§ PROBLEMS TO SOLVE:
A. According to the passage on replacing Russian gas in Europe, how many years would the needed rise in clean power generation take at 2021 investment rates?
B. Please resume the passage on replacing Russian gas in Europe, starting right after its last sentence.

[[ QUOTED PASSAGE, beginning ]]

On the supply side, Europe would need a 40 percent increase in total clean power generation to replace Russian gas imports. This would take nine years at 2021 rates of investment, so those rates must accelerate severalfold. Wind and solar power, as the fastest energy sources to deploy, will play a key role. Another priority is biogas, natural gas produced from waste, which can replace fossil gas directly.
Besides scaling up clean energy, Europe needs to adjust its policies to prioritize cutting gas use, instead of the conventional formula of first getting rid of the most carbon-intensive fossil fuel—coal—followed by oil and then gas.
Gas demand is highly seasonal. This winter’s peak demand period has already passed, but gas storage is at record low levels. Therefore, Europe will need to cut back on gas consumption immediately while importing as much as possible from sources other than Russia to fill up reserves to weather the next winter.
Despite the accelerated rollout of clean energy, stopgap measures will be needed, especially for the next two winters. Among these stopgap measures, Europe must import all the gas it can from other sources. However, there’s limited capacity to import LNG, as it requires specialized terminals for transportation, and supply is limited. (Replacing imports from Russia would swallow up 40 percent of current global LNG trade.) Most of this trade happens under long-term contracts, and at the current gas prices, every country with LNG export capacity is already shipping as much as it can. To maximize imports, Europe would likely need to negotiate with friendly importer countries, such as Japan and South Korea, as well as exporters, such as the United States, Australia and Qatar, to reroute cargoes under long-term contracts.
Europe should also keep its nuclear plants open. Germany recently closed down four nuclear reactors and is scheduled to close three more, while the French nuclear operator EDF cut its 2022 output forecast due to outages. Although this is a controversial option, it is essential to maximize the supply of electricity that doesn’t depend on fossil fuels.
Existing coal and fuel oil plants need to be prepared to run more—but not on fuel imported from Russia. This requires identifying alternate sources of coal for numerous power plants designed to burn specific Russian coal varieties. Power plants that were scheduled to retire will likely need to be kept on, at least as reserve.

[[ QUOTED PASSAGE, end ]]
[[ INPUT DATA, beginning ]]

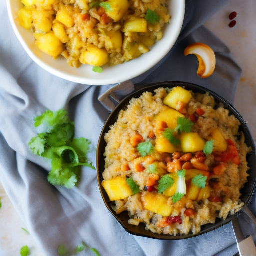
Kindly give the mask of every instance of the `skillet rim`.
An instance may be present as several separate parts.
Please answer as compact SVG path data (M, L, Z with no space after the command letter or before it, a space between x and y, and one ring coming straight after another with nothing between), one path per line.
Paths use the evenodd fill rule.
M134 225L130 225L128 224L128 220L130 219L130 218L128 217L127 212L126 211L124 212L122 212L121 214L116 214L114 210L112 208L111 204L113 204L113 202L112 203L111 202L110 202L106 192L104 190L101 184L101 182L102 180L102 173L104 170L104 158L103 156L103 154L104 152L106 145L106 142L104 138L104 134L106 132L110 130L110 126L114 124L116 122L118 118L118 115L120 110L124 108L128 104L130 100L132 98L138 98L141 95L142 95L143 92L147 91L153 92L154 90L160 87L164 87L164 88L173 88L174 87L177 86L180 86L183 88L185 88L186 90L193 90L193 92L198 92L205 94L206 92L208 92L214 98L214 99L218 104L220 104L220 102L224 104L225 108L228 109L230 111L230 114L234 114L240 121L241 124L240 126L240 130L241 130L244 132L244 136L246 137L246 141L248 140L250 142L248 144L248 142L246 142L246 144L248 146L251 146L252 148L252 152L248 154L248 155L250 156L250 162L252 162L252 164L250 164L250 166L252 166L254 163L254 165L256 164L256 150L255 144L248 125L242 116L240 115L239 112L234 108L230 103L229 103L226 100L218 95L216 92L197 84L182 82L165 82L150 84L138 84L138 86L142 86L142 88L137 90L136 90L136 85L135 85L134 86L136 88L135 90L126 96L124 98L124 100L122 100L118 104L114 110L110 114L106 122L105 122L98 140L96 152L97 177L98 180L98 185L99 186L102 199L108 210L114 216L118 222L121 224L124 230L128 233L139 236L146 237L148 238L161 240L180 240L194 238L215 230L230 222L234 218L236 218L242 213L241 210L240 210L234 215L229 216L225 220L224 220L222 219L220 220L218 218L216 218L216 222L214 224L208 224L202 226L201 231L196 234L192 234L190 233L188 235L178 235L176 236L174 236L173 235L166 235L164 234L158 234L152 233L150 230L146 230L145 229L144 224L140 224L140 225L138 226ZM248 144L249 144L249 145ZM102 149L102 148L104 148L104 149ZM103 152L102 154L101 154L102 152ZM246 160L247 158L246 158ZM102 160L102 158L104 160L104 164L100 165L100 162ZM248 165L249 165L249 160L247 160L248 162ZM103 167L102 167L102 166ZM102 167L100 168L100 166ZM252 169L252 168L250 170ZM102 170L103 171L100 172L100 170ZM250 170L249 170L248 172L250 171ZM250 172L252 172L252 170L250 170ZM256 178L256 174L254 175L254 178ZM248 177L250 177L250 176L249 176ZM250 178L248 178L249 180L250 180ZM250 186L252 186L252 189L250 190L250 193L244 193L246 194L246 196L245 196L246 200L242 200L244 204L246 205L248 205L248 204L250 202L252 195L256 190L256 178L254 178L254 180L252 180L250 182ZM242 190L243 188L242 188ZM244 198L244 196L244 196L244 194L242 194L242 198ZM126 222L124 222L124 220L126 220Z

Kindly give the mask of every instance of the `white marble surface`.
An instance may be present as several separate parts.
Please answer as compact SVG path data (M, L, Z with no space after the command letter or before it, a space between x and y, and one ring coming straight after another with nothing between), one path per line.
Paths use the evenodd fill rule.
M205 24L230 48L234 59L242 68L238 84L234 106L247 122L256 140L256 1L230 0L230 2ZM236 26L230 28L229 14L238 13ZM0 184L0 256L20 255L24 246L30 248L31 256L44 256L32 236L24 232L25 224L20 218ZM29 230L28 230L29 231Z

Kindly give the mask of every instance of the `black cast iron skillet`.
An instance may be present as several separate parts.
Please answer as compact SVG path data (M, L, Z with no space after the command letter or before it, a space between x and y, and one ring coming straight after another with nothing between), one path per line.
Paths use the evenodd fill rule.
M220 103L222 103L224 104L225 108L230 110L230 114L234 114L240 121L241 125L240 128L240 131L244 132L246 138L246 144L248 146L252 147L252 151L248 154L246 158L248 162L248 166L250 168L250 170L248 172L250 174L250 176L248 176L248 182L246 184L244 188L242 188L240 192L242 194L240 199L244 202L246 205L249 203L255 190L256 185L256 172L254 167L256 166L255 144L246 124L239 113L230 104L213 92L192 84L183 82L165 82L148 85L148 87L145 87L142 89L132 92L122 100L122 102L120 102L120 104L119 104L116 108L110 115L105 124L105 126L104 126L104 128L103 128L100 138L97 149L98 178L100 189L103 200L104 200L107 208L114 216L116 218L121 224L124 230L128 233L133 235L166 240L177 240L188 238L204 234L231 222L232 220L238 216L241 212L241 211L240 211L234 215L229 216L225 220L217 218L216 219L215 224L210 224L202 226L201 232L196 234L190 234L186 236L178 235L174 236L171 235L166 235L164 234L158 234L152 233L150 230L146 230L145 225L142 223L140 224L138 226L130 225L128 224L128 220L130 219L130 218L127 212L124 212L121 214L117 214L114 210L112 208L112 206L114 206L114 202L112 202L110 201L106 192L102 186L102 182L103 180L102 174L104 170L105 164L104 154L104 152L105 148L106 146L106 143L104 138L105 134L110 130L110 126L114 125L116 122L120 112L122 110L125 110L126 109L126 106L129 104L132 98L138 98L142 95L143 92L151 92L154 94L154 91L159 88L162 87L164 88L172 88L177 86L183 87L184 88L188 90L192 90L194 92L200 92L204 94L207 92L209 92L215 98L216 102L217 103L216 106L218 106ZM245 207L246 207L246 206Z

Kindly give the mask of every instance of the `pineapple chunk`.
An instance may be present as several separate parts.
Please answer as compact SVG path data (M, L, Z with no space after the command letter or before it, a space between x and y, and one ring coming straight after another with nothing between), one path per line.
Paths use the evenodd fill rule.
M212 188L210 186L206 186L201 190L198 198L198 201L205 200L210 197Z
M35 34L34 36L39 49L54 59L57 58L65 50L63 44L56 37L53 31L46 34Z
M179 102L186 105L192 98L188 91L182 87L175 87L164 100L164 103L174 109L176 109Z
M36 4L36 0L22 0L22 2L26 6L30 6Z
M71 28L74 24L73 18L66 8L63 6L57 13L56 20L68 28Z
M66 34L66 30L63 25L60 22L54 21L52 26L52 30L56 36L56 37L60 39L63 44L66 44L70 40L70 38Z
M156 116L156 126L160 124L162 122L166 122L168 128L174 130L177 127L177 119L178 117L184 118L183 114L172 108L166 108L166 110L160 112Z
M180 145L184 153L202 151L206 146L206 142L196 132L182 132L180 134Z
M214 152L224 152L226 150L228 144L219 129L214 130L210 134L210 137L214 140Z
M169 198L158 193L146 192L143 197L145 209L165 217L170 216L173 208L168 204Z
M111 201L122 200L132 196L132 192L126 180L120 176L104 181L102 186Z
M185 178L186 180L190 180L194 178L194 177L196 177L196 176L200 175L200 174L204 175L204 176L208 177L210 174L210 173L209 172L207 172L206 170L198 170L196 169L191 169L190 170L186 170Z
M192 182L190 183L190 184L188 186L187 185L186 197L188 199L196 201L201 191L201 188L194 186Z
M32 10L24 7L18 11L18 20L20 24L26 30L29 30L33 26Z
M124 22L122 31L124 32L146 33L148 32L148 22L143 18L134 18L132 20Z
M109 54L106 50L92 45L82 52L80 56L80 62L92 66L102 66L106 64L109 59Z
M116 22L121 20L130 6L128 0L108 0L104 3L108 6L103 6L106 14Z
M105 42L106 49L118 49L122 46L122 36L120 30L106 31L108 38Z
M155 148L160 152L173 154L178 151L178 148L172 145L167 138L162 136L157 136L156 139Z
M169 176L174 179L174 184L170 188L166 188L162 194L166 196L172 196L177 190L178 176L177 174L169 174Z
M52 26L52 17L48 17L46 10L36 8L33 12L33 26L36 28L36 32L40 34L48 33Z

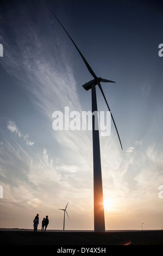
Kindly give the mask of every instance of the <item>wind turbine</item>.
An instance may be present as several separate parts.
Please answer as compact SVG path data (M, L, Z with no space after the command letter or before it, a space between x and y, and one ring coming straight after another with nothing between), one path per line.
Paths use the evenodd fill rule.
M65 212L66 212L67 215L67 216L68 216L68 218L69 220L70 220L69 216L68 216L68 214L67 214L67 211L66 211L66 208L67 208L67 207L68 204L68 203L67 203L67 205L66 206L65 209L58 209L58 210L61 210L61 211L64 211L64 229L63 229L64 230L65 230Z
M86 83L83 86L83 88L88 90L91 89L91 96L92 96L92 113L96 113L97 114L97 98L95 86L98 84L101 92L103 96L104 100L106 103L107 107L111 113L111 117L113 123L114 124L117 134L118 137L121 147L122 150L122 143L121 142L120 137L117 129L115 121L114 120L112 115L110 111L110 108L108 104L106 99L102 88L101 82L104 83L115 83L115 82L108 80L106 79L102 78L101 77L97 77L94 71L92 70L90 65L88 64L85 58L79 51L79 48L73 41L71 37L68 34L64 26L61 22L54 15L52 11L51 11L54 17L57 19L60 25L62 26L70 39L74 44L76 49L78 51L79 54L82 58L86 68L89 71L90 73L92 75L93 78L91 81ZM93 141L93 197L94 197L94 230L97 232L104 232L105 231L105 217L104 217L104 209L103 203L103 186L102 186L102 178L101 171L101 154L100 154L100 144L99 144L99 131L97 129L97 118L94 115L92 115L92 141ZM95 129L96 127L96 129Z

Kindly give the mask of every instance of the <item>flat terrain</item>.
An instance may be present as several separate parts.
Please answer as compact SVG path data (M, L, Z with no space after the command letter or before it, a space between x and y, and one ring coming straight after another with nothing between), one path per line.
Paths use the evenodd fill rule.
M84 231L1 229L1 245L163 245L162 230Z

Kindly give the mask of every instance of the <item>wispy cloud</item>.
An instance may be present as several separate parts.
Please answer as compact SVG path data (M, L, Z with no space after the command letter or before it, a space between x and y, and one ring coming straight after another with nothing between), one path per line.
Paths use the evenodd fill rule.
M26 142L27 145L32 146L34 144L34 142L31 142L29 139L28 135L26 134L26 135L24 135L22 133L22 132L21 132L21 131L17 128L15 123L14 121L9 121L7 125L7 128L11 132L12 132L12 133L15 133L16 136L18 135L19 138L23 138L24 140Z

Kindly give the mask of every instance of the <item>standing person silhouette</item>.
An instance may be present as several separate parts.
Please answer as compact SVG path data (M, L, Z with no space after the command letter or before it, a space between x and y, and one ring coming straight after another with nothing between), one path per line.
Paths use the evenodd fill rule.
M39 214L37 214L36 217L35 217L34 221L34 231L35 233L37 232L37 227L39 224Z
M48 216L46 216L46 219L45 220L45 232L46 232L46 228L47 227L48 224L49 224L49 220L48 220Z
M41 228L41 232L43 232L44 227L45 227L45 218L43 218L42 221L42 228Z

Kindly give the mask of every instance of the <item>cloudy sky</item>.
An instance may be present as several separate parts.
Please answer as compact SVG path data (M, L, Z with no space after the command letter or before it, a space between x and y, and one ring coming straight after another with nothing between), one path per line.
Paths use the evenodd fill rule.
M58 130L53 113L91 110L92 79L72 37L102 84L113 124L101 136L106 229L163 225L162 5L144 1L3 1L0 4L1 228L93 229L92 132ZM99 111L107 107L97 88ZM159 194L160 193L160 194ZM40 228L41 224L40 224Z

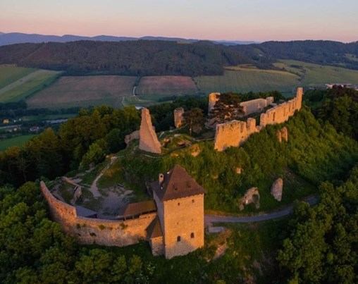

[[ INPUT DATA, end ]]

§ RESPONSES PER TASK:
A. Nine years.

B.
If Putin does decide to cut supply, conserving and rationing energy will also be needed. In demonstrations against Russia’s initial assault, many carried signs saying they’d rather freeze than finance Putin’s war. Even lowering indoor temperatures by a couple of degrees would go a long way. But voluntary measures by the public may not be enough by themselves; governments will need to regulate for a tough year, including rewarding consumers for using less. Ensuring supply requires European coordination on gas imports, consumption, and reserves. The countries with the most capacity will have to import more than they use and supply the gas to other countries. They will need to keep supplying gas to each other even if storage runs low.
In this scenario, the measures to get through next winter would be costly and require public support for the most affected—as well as some tolerance for inconvenience. Amid all this, Europe will need to front-load and scale up green investments under the European Green Deal and in national programs. Russia’s brutal assault has shone a spotlight on the link between fossil fuels and conflict, and it may finally galvanize the European public and decision-makers to break out of this dependence.
Correction, March 11, 2022: This article has been updated to correctly indicate who described renewable energy as “freedom energy”; it was German Finance Minister Christian Lindner.
Lauri Myllyvirta is the lead analyst at the Centre for Research on Energy and Clean Air.